◆ TASK INSTRUCTIONS
(A) Reproduce the turkey hunting thread from "I am an avid" to "with narrow regions.", substituting "hunter education card" for "hunter safety card".
(B) Pick up the turkey hunting thread after its final line and carry it on.

◆ TEXT PROVIDED
↓↓↓
# Questions about hunting



## MrMoose (Mar 7, 2014)

Hello all, i am new to the boards and new to hunting. So if i make a mistake please let me know.
I am an avid shooter and have been for years, i have my hunter safety card also.
Anywho, i want to go Turkey hunting this season, and am really confused about the laws.
When i look at the DWR website about turkeys i see limited entry with a region and CWMU with narrow regions.
Does this mean that when the season opens we can only hunt in those areas listed? Or is it okay to go where ever its normally legal to shoot (not in cities, towns, always have permission for private lands, etc.)?
Thanks for the help.


----------



## johnnycake (Jul 19, 2011)

Welcome! First off, this is going to be my first year hunting turkeys too, so hopefully someone more seasoned chimes in. If you drew an LE tag (you would have had to specifically apply for a region or CWMU) then you can only hunt during the LE season within the boundaries of the unit. If you buy/bought a general season tag it is good anywhere in the state where you have access--except cwmu's. So open public lands, private land with landowner permission, national forest land, etc.
Good luck!


----------



## Wind In His Hair (Dec 31, 2009)

Hello and welcome!
↑↑↑
Labeled shape entries
↓↓↓
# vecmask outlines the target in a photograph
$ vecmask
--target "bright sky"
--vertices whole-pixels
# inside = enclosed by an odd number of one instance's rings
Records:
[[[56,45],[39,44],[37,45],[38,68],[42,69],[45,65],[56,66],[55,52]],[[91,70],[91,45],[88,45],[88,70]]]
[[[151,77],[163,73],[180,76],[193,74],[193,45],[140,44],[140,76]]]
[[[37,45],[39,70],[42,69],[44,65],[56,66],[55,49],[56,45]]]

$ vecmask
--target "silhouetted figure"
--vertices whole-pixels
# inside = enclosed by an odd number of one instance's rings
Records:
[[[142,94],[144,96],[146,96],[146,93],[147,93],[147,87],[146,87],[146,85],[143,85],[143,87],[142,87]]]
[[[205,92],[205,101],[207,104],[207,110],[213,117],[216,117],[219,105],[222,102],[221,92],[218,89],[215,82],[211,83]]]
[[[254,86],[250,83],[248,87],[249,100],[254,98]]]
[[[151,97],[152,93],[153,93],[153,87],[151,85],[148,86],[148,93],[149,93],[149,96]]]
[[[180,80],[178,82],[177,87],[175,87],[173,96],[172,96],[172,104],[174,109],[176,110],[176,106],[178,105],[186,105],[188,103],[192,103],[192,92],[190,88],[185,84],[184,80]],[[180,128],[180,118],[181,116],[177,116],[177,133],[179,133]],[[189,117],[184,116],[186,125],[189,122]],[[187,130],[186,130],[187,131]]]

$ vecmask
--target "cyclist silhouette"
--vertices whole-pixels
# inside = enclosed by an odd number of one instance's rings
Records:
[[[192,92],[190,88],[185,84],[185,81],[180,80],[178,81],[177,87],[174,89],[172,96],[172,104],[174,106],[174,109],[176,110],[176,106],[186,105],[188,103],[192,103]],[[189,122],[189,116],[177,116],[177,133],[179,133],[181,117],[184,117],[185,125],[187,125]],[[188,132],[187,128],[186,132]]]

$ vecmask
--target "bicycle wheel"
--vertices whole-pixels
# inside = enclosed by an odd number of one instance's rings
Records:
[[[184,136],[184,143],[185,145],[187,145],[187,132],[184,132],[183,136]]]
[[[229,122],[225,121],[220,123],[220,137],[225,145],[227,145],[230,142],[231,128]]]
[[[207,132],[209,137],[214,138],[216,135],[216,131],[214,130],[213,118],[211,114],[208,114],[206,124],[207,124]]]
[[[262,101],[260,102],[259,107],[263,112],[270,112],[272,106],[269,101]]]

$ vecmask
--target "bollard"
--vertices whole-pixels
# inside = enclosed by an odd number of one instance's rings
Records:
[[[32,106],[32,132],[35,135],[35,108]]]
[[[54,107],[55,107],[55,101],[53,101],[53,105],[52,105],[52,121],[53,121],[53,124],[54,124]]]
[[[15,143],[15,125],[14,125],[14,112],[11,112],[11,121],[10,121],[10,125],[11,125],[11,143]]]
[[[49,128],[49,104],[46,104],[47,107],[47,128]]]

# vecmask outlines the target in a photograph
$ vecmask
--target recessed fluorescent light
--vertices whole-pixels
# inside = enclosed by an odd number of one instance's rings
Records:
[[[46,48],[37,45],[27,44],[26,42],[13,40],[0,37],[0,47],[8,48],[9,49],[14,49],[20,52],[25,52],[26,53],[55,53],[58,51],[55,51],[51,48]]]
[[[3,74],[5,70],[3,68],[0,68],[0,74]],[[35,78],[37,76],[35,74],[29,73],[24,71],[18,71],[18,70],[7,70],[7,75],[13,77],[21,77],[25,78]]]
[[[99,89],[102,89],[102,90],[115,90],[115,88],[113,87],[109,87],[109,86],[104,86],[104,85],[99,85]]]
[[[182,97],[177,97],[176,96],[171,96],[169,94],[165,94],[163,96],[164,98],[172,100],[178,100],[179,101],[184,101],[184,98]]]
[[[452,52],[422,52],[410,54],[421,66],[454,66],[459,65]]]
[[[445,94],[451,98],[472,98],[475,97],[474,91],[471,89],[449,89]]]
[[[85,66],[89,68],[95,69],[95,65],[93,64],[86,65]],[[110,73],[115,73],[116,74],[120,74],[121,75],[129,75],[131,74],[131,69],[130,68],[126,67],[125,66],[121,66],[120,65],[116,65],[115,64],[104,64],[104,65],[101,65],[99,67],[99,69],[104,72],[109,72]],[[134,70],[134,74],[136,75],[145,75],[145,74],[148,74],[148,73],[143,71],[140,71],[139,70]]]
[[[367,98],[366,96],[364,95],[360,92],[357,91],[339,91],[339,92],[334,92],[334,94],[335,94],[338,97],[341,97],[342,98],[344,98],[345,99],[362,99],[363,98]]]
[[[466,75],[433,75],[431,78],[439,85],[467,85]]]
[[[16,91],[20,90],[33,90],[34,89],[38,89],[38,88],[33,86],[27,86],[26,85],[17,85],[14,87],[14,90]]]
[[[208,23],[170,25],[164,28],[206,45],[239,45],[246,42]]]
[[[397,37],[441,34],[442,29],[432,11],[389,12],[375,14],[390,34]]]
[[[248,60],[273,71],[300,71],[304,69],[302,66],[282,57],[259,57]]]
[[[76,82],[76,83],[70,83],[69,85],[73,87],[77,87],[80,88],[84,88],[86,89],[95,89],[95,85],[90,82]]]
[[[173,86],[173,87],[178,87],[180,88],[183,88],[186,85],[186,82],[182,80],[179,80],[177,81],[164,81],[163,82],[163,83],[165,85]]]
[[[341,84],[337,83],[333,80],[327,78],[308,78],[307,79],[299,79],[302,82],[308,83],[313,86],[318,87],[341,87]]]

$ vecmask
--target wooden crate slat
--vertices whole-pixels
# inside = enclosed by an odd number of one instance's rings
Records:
↑↑↑
↓↓↓
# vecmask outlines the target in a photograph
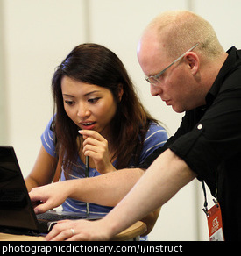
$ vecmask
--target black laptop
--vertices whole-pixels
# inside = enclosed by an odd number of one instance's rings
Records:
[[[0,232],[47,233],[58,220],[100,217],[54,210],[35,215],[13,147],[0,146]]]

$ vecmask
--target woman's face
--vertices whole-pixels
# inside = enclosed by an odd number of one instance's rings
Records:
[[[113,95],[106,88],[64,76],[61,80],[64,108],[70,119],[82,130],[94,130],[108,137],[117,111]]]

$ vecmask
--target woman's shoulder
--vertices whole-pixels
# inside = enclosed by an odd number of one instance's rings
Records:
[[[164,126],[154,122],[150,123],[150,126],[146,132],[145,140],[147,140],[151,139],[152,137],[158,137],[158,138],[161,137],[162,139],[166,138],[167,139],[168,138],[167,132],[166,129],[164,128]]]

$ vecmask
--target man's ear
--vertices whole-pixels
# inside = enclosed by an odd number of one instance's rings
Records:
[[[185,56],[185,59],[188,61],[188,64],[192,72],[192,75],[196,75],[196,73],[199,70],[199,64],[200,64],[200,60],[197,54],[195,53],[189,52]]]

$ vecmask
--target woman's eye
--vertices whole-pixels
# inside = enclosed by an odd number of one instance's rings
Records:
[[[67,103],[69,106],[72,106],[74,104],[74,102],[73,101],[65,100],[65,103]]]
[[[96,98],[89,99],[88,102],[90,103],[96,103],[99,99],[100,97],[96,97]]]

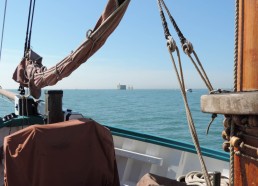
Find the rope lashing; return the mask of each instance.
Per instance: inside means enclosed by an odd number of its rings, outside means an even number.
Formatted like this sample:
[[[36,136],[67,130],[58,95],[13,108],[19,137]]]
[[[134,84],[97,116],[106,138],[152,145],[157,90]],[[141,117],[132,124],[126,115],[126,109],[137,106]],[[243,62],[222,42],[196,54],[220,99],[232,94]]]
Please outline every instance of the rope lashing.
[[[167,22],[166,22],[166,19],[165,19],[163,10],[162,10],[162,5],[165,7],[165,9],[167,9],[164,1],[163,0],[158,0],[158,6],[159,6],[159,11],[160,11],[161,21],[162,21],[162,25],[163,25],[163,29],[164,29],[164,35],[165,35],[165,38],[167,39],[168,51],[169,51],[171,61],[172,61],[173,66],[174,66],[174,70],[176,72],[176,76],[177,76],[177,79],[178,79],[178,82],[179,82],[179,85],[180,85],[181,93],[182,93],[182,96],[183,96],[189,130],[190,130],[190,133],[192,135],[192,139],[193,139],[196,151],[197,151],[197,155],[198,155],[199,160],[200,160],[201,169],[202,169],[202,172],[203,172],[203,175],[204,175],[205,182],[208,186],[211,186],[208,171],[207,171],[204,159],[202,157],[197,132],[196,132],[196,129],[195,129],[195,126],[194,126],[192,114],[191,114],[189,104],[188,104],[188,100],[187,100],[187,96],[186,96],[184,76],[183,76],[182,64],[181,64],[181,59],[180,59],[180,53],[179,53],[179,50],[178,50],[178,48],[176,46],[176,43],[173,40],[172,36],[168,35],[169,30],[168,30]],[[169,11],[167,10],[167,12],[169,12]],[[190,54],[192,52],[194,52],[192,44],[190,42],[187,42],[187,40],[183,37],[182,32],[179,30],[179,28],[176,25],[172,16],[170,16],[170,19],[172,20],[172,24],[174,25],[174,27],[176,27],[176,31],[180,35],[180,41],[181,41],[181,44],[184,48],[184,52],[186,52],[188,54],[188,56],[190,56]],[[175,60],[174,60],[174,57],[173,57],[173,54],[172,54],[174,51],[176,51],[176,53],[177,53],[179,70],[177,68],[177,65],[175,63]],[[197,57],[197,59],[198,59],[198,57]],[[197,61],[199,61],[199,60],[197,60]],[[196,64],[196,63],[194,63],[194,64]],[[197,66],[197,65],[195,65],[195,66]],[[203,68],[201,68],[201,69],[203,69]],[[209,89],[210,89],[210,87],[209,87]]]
↑↑↑
◆ RESPONSES IN ORDER
(A)
I am an avid shooter and have been for years, i have my hunter education card also.
Anywho, i want to go Turkey hunting this season, and am really confused about the laws.
When i look at the DWR website about turkeys i see limited entry with a region and CWMU with narrow regions.

(B)
Basically, you have two turkey seasons here in Utah, limited entry (LE for short) or the general season. Limited entry season is before the general season, so those who apply for and draw a permit would have first crack at getting a turkey. You can apply for either a limited entry region, or a CWMU for the limited entry season. The CWMUs are smaller areas because those belong to private landowners that have an arrangement with the DWR to grant access to a limited number of hunters through the draw. If you draw one of those CWMU areas, they tell you when and how long you can hunt. The other limited entry areas can either be public lands, or private lands that you obtained permission yourself to hunt within that region. Also, the application period for limited entry hunts is in December, so the only option left for hunting turkey this year is to buy a general season permit. 

Like I mentioned earlier, the general turkey season takes place after the LE season. You can buy the permit over the counter and they are good statewide. Just remember to get written permission from the landowner if you plan on hunting private property. Hope that helps, and happy hunting!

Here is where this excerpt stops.